ФРАГМЕНТ ТЕКСТА:

Предвижу, опять-таки очевидное возражение: ну, и что нам за дело до возможного краха? Цену имеет лишь интеллектуальное усилие и только усилие будет иметь значение. Погибнуть в борьбе за идею — хорошо и правильно. В целом да, но против этого у меня есть ещё один резон. Пафосно назову его экзистенциальным.

Видите ли, в наше время вход на рынок, где продают оппозиционные идеи, не просто фантастически дёшев, а почти бесплатен. Надел белую ленточку — и вперёд. Даже из государственных ВУЗов не вышвыривают по результатам милицейских протоколов — что меня удивляет невероятно, к слову сказать. Ну, сколько раз власть включала за эти два года водомёты? Каково количество погибших? Хорошо обзывать этот режим кровавым, а вы б при действительно кровавом режиме такое попробовали. Вот при таком, где открыто признать себя оппозиционером, будет означать, как минимум, исправительный лагерь на пару лет. А громилы из проправительственных эскадронов смерти станут привязывать врагов к электровозам и разнимать тех на несколько частей? Будет страшно или нет? Т.е. страшно-то будет, но сможешь ли ты, анонимус, страх этот преодолеть?

Не попробовав — не узнаешь. Значит, к чему надо стремиться? Правильно: к установлению действительно тоталитарного режима. Впрочем, тут наша оппозиция и сама более-менее справляется: безумный пакет законов последнего времени — её заслуга. С власти спросу нет: власть в России от века такова. Но разозлили эту власть и сподвигли на непросчитываемые, идиотские поступки именно вы, друзья мои с белыми ленточками. Плюс ещё запредельный уровень агрессии. Вот произнеси хоть раз Путин фразу: «Шехтман будет казнён»! Представляете, какой бы вой начался? А Шехтман раз за разом аналогичную фразу про Путина говорит и хвастается деянием сим на сайте Грани. И не Путин обещает кого-то разрезать бензопилой на Красной площади, а его обещают! И так обещают, что ясно: будет шанс — разрежут.

Так что возможность действительно сурового режима, установленного той или иной стороной конфликта, никак не исключена. И препятствовать этому не нужно. Снова, наверное, кто-нибудь спросит: «А народ не жалко»? Снова ответим: «Нам до них дела нет». Впрочем, чуть конкретизируем мысль. Не факт, что народу при диктатуре сделается сильно хуже. По крайней мере, станут выпускать более качественный товар. И вообще, в том же Иране (хотя тамошний режим авторитарен в меру, конечно) представители очень многих профессий живут неплохо. Речь не только о представителях, скажем, военно-промышленного комплекса. Например, технологии стволовых клеток требуют работы с эмбрионами. Их стараются заменять, однако, выходит не очень и не всегда. Иранские муллы сели, подумали и решили: душа вселяется в зародыш к семидесятому дню. Стало быть, до этого можно с ним делать всё, что угодно. Ну, согласно поговорке: мулла больше знает, чем простой татарин. В данном случае — чем непростой иранец, конечно. А что касается личных морально-этических проблем тех, кому с этими самыми эмбрионами придётся работать лично — пусть читают легенду о Великом Инквизиторе. Ну, и руководства по клеточным технологиям, конечно.

ВЫДЕРЖКИ ИЗ ЛИСТИНГА:
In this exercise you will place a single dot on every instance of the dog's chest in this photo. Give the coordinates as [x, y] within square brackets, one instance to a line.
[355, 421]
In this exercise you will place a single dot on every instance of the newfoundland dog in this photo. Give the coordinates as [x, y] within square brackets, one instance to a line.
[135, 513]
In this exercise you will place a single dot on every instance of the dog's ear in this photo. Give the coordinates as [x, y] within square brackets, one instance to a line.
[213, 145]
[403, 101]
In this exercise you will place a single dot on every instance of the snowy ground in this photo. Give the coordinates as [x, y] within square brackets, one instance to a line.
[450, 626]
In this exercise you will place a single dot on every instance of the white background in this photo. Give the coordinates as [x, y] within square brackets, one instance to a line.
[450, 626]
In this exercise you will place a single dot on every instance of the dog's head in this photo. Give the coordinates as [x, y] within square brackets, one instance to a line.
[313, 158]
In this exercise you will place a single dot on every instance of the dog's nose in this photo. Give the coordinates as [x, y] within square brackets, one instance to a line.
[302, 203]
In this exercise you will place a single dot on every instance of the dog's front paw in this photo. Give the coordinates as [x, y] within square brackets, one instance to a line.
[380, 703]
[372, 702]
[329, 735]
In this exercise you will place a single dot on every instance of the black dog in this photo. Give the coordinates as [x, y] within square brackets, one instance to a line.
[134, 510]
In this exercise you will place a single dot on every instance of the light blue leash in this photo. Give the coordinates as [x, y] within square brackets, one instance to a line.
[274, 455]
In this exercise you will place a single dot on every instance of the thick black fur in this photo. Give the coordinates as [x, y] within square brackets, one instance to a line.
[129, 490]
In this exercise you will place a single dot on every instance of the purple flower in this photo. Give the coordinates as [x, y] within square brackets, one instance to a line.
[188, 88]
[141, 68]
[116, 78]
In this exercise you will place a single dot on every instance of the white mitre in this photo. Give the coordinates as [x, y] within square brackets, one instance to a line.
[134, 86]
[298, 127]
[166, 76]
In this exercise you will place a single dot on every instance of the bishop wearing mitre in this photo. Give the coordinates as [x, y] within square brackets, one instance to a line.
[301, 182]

ЗАДАНИЯ:
a – На каком сайте, согласно фрагменту текста, Шехтман хвастается своей фразой о Путине?
b – Продублируйте из фрагмента текста отрывок, начиная со слов «Не попробовав —» и продолжая вплоть до слов «шанс — разрежут.».

ОТВЕТЫ:
a – На сайте Грани.

b –
Не попробовав — не узнаешь. Значит, к чему надо стремиться? Правильно: к установлению действительно тоталитарного режима. Впрочем, тут наша оппозиция и сама более-менее справляется: безумный пакет законов последнего времени — её заслуга. С власти спросу нет: власть в России от века такова. Но разозлили эту власть и сподвигли на непросчитываемые, идиотские поступки именно вы, друзья мои с белыми ленточками. Плюс ещё запредельный уровень агрессии. Вот произнеси хоть раз Путин фразу: «Шехтман будет казнён»! Представляете, какой бы вой начался? А Шехтман раз за разом аналогичную фразу про Путина говорит и хвастается деянием сим на сайте Грани. И не Путин обещает кого-то разрезать бензопилой на Красной площади, а его обещают! И так обещают, что ясно: будет шанс — разрежут.